Dataset records
= Beginning of Section =

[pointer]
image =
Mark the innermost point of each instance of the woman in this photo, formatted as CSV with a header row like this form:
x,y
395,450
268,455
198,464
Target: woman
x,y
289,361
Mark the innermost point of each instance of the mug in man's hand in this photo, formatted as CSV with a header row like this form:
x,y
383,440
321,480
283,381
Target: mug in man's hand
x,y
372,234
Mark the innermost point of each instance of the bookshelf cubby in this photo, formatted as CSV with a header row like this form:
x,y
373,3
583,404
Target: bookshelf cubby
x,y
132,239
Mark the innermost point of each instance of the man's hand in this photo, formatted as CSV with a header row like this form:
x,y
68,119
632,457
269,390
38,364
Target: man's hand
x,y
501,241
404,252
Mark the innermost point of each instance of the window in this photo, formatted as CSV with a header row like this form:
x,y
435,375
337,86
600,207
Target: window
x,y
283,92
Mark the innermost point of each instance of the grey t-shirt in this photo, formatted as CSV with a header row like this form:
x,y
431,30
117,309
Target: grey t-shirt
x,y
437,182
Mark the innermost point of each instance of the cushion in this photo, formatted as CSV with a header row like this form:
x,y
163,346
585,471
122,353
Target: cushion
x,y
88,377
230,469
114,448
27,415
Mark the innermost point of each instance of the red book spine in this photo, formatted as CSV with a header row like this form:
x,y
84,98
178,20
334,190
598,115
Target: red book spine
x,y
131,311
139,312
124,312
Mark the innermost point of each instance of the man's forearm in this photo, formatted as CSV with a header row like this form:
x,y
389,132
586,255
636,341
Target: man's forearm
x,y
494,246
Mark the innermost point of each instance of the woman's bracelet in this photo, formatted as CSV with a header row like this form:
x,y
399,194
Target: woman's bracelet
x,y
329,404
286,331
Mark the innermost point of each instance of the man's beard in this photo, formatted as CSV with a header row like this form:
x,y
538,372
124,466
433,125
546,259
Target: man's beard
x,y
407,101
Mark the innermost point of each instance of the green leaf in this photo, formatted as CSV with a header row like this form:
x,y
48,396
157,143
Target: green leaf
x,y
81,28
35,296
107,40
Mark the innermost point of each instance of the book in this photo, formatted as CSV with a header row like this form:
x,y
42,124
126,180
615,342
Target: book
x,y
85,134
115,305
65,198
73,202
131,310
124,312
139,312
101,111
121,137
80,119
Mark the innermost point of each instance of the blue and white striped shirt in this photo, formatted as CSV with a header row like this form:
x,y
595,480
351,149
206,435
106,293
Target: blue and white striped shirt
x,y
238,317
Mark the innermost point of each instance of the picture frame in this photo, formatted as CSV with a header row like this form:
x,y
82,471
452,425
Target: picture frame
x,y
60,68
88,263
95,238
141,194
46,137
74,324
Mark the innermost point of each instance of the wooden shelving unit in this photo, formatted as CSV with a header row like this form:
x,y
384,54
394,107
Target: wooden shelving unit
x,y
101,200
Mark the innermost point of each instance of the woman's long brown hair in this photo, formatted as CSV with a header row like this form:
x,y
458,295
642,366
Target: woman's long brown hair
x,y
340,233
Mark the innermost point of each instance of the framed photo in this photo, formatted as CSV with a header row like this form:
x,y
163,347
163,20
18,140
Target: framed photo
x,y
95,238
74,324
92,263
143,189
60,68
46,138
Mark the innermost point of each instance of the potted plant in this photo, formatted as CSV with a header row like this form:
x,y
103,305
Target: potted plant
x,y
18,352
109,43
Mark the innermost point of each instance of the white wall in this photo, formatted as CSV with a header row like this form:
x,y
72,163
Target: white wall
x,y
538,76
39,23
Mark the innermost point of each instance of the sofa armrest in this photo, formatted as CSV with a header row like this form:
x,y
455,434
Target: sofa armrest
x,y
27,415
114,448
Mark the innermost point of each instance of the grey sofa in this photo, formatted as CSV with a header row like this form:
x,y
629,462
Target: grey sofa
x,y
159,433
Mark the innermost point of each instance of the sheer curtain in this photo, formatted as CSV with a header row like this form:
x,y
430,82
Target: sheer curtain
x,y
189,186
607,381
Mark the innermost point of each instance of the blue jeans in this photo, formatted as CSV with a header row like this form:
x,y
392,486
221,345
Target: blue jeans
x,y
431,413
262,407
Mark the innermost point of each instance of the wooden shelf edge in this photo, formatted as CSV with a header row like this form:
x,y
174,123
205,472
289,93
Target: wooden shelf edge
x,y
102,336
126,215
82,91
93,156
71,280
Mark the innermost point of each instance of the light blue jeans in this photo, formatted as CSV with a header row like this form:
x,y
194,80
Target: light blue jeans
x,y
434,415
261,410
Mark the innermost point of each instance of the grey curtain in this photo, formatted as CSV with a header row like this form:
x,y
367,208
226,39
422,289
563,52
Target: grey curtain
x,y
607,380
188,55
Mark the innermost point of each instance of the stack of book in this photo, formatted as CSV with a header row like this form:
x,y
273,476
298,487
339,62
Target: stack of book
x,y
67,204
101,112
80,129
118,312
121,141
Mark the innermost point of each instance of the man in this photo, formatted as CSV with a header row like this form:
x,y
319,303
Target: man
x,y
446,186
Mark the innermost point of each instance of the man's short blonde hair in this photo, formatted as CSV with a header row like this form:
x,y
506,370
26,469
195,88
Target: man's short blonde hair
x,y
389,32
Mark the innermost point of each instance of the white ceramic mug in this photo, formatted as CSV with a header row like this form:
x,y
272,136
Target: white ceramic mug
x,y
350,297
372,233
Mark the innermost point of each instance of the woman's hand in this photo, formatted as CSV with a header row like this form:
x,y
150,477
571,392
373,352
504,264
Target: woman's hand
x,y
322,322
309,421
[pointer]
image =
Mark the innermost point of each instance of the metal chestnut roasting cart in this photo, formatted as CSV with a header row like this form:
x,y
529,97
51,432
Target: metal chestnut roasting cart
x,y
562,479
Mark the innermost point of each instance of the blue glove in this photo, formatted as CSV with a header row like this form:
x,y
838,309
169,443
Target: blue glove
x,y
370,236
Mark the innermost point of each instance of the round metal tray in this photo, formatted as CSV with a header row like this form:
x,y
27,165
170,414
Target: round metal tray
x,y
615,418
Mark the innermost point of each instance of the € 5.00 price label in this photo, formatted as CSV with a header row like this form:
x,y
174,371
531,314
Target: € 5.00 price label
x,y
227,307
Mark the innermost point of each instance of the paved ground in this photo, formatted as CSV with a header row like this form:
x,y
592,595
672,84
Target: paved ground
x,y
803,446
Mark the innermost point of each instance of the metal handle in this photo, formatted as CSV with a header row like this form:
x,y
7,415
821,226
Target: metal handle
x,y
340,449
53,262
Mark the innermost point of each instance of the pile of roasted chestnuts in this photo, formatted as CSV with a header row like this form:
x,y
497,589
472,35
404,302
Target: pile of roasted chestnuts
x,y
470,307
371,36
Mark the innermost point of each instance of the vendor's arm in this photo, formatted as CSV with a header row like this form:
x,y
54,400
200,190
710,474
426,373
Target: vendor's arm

= End of Section =

_EXERCISE_
In the entries above, some lines may contain the string "vendor"; report how many, without additional comment.

_ANSWER SECTION_
2